**SHORT PROBLEM**
Gather every line in the records below that contains the word "cuff", and copy each one in full.

**MATERIAL FOR THE TASK**

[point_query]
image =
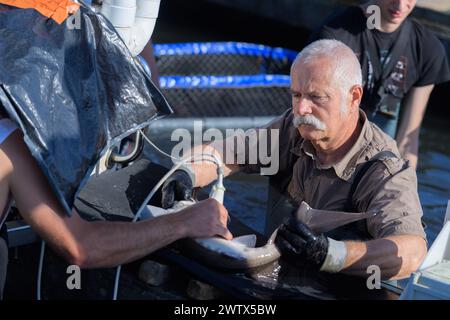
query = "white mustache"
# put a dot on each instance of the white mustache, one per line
(309, 120)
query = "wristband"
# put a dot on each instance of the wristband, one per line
(336, 256)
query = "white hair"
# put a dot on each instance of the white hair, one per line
(345, 64)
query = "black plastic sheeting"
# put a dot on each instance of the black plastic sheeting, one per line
(74, 89)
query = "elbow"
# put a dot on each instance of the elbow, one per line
(77, 255)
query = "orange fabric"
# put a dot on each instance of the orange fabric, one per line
(57, 10)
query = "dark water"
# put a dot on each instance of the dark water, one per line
(246, 196)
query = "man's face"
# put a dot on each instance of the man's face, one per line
(395, 11)
(318, 101)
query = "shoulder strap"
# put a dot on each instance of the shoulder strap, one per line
(382, 72)
(360, 174)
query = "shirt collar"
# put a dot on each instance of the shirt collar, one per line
(346, 166)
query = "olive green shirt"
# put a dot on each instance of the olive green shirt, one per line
(389, 187)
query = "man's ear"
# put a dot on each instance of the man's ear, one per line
(356, 93)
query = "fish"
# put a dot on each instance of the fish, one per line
(240, 253)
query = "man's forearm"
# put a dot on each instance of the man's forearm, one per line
(396, 256)
(205, 171)
(108, 244)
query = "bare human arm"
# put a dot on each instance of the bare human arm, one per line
(149, 57)
(96, 244)
(396, 256)
(408, 133)
(205, 171)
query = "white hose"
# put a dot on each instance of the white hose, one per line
(192, 158)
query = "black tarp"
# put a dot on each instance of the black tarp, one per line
(74, 89)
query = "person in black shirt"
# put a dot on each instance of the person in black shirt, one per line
(401, 62)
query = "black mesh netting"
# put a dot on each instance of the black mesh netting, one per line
(228, 102)
(220, 65)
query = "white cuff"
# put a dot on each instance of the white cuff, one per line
(186, 167)
(336, 256)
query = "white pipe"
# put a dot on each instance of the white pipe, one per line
(134, 20)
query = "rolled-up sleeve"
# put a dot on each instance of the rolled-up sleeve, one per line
(395, 201)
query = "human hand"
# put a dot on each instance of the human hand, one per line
(207, 218)
(300, 246)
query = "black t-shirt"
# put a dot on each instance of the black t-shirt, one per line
(422, 62)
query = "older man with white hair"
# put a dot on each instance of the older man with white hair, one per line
(334, 160)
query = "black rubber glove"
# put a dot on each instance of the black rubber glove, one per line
(300, 246)
(176, 188)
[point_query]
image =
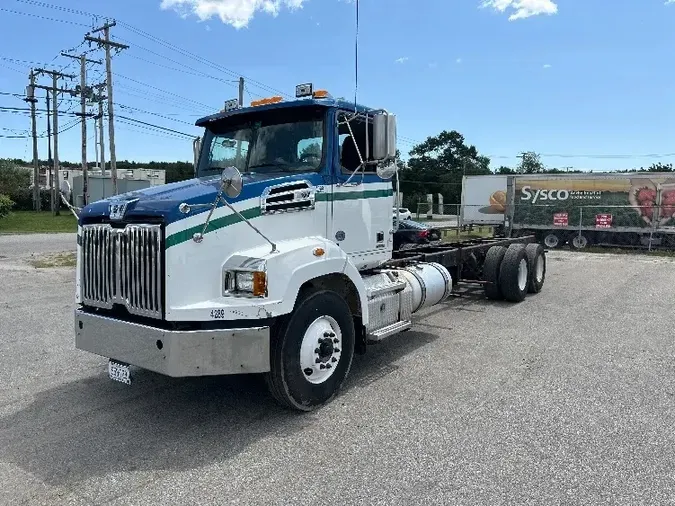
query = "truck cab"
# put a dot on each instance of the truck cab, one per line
(270, 260)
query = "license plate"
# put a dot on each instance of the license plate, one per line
(119, 372)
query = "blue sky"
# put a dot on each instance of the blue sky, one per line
(563, 77)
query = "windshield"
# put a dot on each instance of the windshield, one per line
(282, 140)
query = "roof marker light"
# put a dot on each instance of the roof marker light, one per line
(321, 94)
(231, 105)
(303, 90)
(266, 101)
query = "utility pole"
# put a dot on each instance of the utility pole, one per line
(30, 97)
(49, 156)
(55, 91)
(99, 97)
(106, 43)
(241, 92)
(84, 93)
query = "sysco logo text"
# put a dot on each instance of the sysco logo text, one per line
(539, 195)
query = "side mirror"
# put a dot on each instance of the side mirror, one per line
(65, 190)
(386, 170)
(231, 182)
(384, 136)
(196, 149)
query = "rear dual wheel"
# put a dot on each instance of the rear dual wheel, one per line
(510, 273)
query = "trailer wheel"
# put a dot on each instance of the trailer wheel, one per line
(311, 352)
(536, 259)
(491, 267)
(552, 240)
(513, 275)
(579, 241)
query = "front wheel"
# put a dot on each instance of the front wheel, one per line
(311, 352)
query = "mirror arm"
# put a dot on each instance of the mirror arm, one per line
(199, 236)
(274, 246)
(358, 151)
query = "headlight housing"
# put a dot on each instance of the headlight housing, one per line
(246, 281)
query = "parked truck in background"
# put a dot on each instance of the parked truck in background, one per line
(627, 209)
(277, 258)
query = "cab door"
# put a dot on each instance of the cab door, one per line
(362, 203)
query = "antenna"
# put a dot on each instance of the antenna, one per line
(356, 57)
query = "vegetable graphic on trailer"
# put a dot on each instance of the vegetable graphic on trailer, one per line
(594, 207)
(597, 207)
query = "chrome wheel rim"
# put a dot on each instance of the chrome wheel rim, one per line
(321, 349)
(522, 275)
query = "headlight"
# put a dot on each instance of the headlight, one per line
(246, 283)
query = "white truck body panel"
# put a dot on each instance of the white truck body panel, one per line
(477, 207)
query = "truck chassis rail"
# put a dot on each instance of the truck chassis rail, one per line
(463, 259)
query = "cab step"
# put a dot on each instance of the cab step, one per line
(380, 334)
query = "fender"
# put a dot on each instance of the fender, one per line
(293, 264)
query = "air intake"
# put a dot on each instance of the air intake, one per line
(287, 197)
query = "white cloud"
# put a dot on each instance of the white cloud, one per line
(523, 8)
(237, 13)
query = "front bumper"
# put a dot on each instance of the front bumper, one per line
(175, 353)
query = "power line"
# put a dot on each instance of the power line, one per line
(198, 58)
(159, 127)
(164, 91)
(58, 7)
(43, 17)
(163, 43)
(152, 114)
(65, 128)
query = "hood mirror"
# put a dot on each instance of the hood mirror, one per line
(65, 190)
(231, 182)
(386, 171)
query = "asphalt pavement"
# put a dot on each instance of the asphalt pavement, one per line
(566, 398)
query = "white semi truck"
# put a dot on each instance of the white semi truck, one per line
(276, 258)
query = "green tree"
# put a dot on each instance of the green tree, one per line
(502, 169)
(438, 164)
(530, 163)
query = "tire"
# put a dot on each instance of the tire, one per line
(513, 275)
(552, 240)
(579, 241)
(301, 377)
(536, 259)
(491, 268)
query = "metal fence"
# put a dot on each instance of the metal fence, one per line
(426, 210)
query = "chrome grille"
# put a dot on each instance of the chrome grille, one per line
(122, 266)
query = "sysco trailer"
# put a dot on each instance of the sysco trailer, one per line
(276, 258)
(624, 209)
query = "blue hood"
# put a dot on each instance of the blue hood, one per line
(163, 201)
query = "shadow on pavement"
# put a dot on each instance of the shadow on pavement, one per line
(94, 427)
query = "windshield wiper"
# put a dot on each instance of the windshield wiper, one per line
(284, 167)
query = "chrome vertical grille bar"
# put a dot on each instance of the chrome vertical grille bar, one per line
(123, 266)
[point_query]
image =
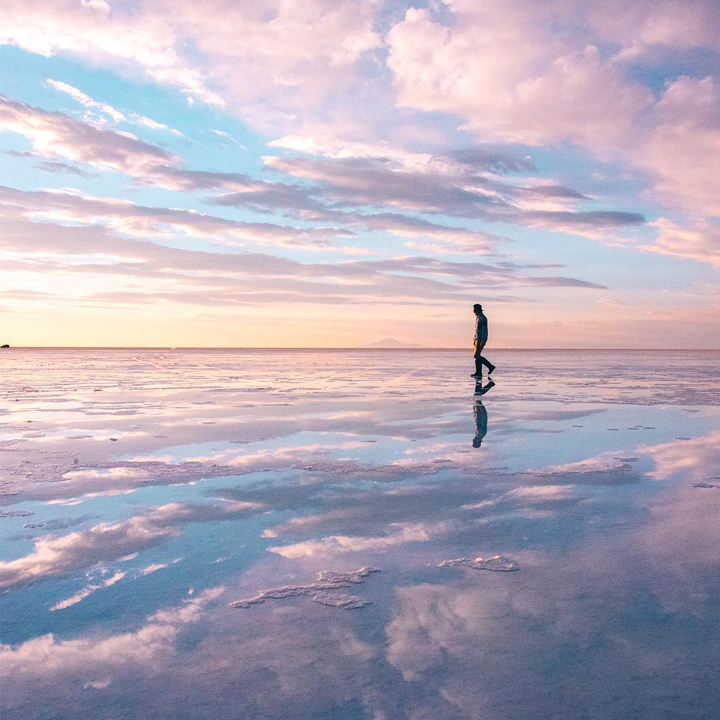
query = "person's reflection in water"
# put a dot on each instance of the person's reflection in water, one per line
(480, 412)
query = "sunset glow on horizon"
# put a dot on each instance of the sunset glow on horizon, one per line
(331, 173)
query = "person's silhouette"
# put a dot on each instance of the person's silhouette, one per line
(481, 336)
(480, 413)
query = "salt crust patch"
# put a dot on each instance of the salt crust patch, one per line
(317, 591)
(495, 563)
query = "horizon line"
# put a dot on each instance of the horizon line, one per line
(369, 349)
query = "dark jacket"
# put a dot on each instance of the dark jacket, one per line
(480, 330)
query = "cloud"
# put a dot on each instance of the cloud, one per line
(342, 543)
(104, 542)
(291, 54)
(509, 78)
(86, 591)
(94, 662)
(142, 221)
(54, 134)
(682, 148)
(106, 110)
(697, 242)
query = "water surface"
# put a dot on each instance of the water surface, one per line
(358, 534)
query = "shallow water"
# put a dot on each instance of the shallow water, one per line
(194, 534)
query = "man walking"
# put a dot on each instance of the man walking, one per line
(481, 334)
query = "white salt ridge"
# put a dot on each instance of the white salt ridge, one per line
(495, 563)
(327, 580)
(346, 602)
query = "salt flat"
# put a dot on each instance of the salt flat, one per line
(146, 492)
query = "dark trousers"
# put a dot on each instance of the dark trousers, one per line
(480, 360)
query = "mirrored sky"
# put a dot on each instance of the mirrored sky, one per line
(331, 173)
(309, 534)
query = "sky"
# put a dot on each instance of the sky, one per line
(329, 173)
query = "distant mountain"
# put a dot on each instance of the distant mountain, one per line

**RESPONSE**
query = "white cuff"
# put a dot on each instance of the white cuff, one per line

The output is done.